NCE Platform A ‘Better’ Experience For Customers, Partners: Microsoft Channel Chief Rodney Clark
‘The customer experience is just better when you look at it. It’s a unified purchasing experience,’ Microsoft Channel Chief Rodney Clark tells CRN. ‘The partner experience as well is more streamlined when you think about them having to traverse across these different licensing constructs.’
Microsoft wants to bring a new era of simpler software sales and management for customers and partners with its New Commerce Experience (NCE) platform, Channel Chief Rodney Clark told CRN in an exclusive interview.
“The customer experience is just better when you look at it,” Clark said while discussing the move from 20 licensing constructs to three with NCE. “It’s a unified purchasing experience. The partner experience as well is more streamlined when you think about them having to traverse across these different licensing constructs. In New Commerce, through things like Partner Center It’s scheduling seat counts, it’s automatic term renewals, it’s improving efficiency. It’s providing flexibility in both monthly as well as annual terms. So it’s customer value, but also a lot of things for partners.”
NCE represents a dramatic change in Microsoft’s complex software licensing sales go-to-market model and the largest shift in its cloud go-to-market model since Microsoft introduced the Cloud Solution Provider (CSP) program in 2015.

+ + + + + + +

# [What you have to do]
Could you copy out the entire article on Microsoft's New Commerce Experience platform word for word?

+ + + + + + +

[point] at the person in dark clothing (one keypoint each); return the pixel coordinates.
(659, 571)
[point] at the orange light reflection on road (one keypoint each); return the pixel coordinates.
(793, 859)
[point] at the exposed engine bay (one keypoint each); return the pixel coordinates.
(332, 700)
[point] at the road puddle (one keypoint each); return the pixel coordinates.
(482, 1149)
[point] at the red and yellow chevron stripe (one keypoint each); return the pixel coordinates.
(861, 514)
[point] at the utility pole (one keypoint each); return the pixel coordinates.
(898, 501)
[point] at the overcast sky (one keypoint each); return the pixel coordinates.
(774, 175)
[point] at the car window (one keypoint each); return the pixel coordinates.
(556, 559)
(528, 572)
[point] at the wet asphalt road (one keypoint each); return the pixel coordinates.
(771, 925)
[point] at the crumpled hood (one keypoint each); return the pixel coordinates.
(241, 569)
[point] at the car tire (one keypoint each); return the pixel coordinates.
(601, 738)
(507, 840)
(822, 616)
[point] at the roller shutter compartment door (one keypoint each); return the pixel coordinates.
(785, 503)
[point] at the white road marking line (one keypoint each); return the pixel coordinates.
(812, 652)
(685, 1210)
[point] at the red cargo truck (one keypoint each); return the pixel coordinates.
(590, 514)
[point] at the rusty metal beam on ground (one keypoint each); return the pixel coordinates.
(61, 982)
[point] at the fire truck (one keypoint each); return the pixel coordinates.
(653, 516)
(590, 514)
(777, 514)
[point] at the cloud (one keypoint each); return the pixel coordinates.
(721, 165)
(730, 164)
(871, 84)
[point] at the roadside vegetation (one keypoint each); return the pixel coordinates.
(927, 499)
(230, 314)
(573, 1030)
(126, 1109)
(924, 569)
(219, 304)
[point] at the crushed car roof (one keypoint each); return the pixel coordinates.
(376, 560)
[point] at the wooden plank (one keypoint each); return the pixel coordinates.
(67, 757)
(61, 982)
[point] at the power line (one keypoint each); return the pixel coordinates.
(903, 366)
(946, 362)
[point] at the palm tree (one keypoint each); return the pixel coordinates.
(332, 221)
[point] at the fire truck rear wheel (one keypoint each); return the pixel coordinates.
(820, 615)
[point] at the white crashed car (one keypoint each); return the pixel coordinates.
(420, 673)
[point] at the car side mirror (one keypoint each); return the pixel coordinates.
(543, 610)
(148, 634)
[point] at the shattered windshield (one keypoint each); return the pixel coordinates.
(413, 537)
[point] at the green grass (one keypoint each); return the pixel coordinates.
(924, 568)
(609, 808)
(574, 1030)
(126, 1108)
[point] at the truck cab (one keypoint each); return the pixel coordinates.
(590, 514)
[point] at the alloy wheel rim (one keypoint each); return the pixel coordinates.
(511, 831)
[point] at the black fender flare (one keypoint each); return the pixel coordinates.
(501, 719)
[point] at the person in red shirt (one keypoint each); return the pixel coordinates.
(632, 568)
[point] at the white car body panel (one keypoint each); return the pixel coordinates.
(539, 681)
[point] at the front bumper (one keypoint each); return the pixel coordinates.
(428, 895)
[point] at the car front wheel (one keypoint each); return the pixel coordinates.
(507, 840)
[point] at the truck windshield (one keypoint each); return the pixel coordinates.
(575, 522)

+ + + + + + +

# [Complete output]
NCE Platform A ‘Better’ Experience For Customers, Partners: Microsoft Channel Chief Rodney Clark
‘The customer experience is just better when you look at it. It’s a unified purchasing experience,’ Microsoft Channel Chief Rodney Clark tells CRN. ‘The partner experience as well is more streamlined when you think about them having to traverse across these different licensing constructs.’
Microsoft wants to bring a new era of simpler software sales and management for customers and partners with its New Commerce Experience (NCE) platform, Channel Chief Rodney Clark told CRN in an exclusive interview.
“The customer experience is just better when you look at it,” Clark said while discussing the move from 20 licensing constructs to three with NCE. “It’s a unified purchasing experience. The partner experience as well is more streamlined when you think about them having to traverse across these different licensing constructs. In New Commerce, through things like Partner Center It’s scheduling seat counts, it’s automatic term renewals, it’s improving efficiency. It’s providing flexibility in both monthly as well as annual terms. So it’s customer value, but also a lot of things for partners.”
NCE represents a dramatic change in Microsoft’s complex software licensing sales go-to-market model and the largest shift in its cloud go-to-market model since Microsoft introduced the Cloud Solution Provider (CSP) program in 2015.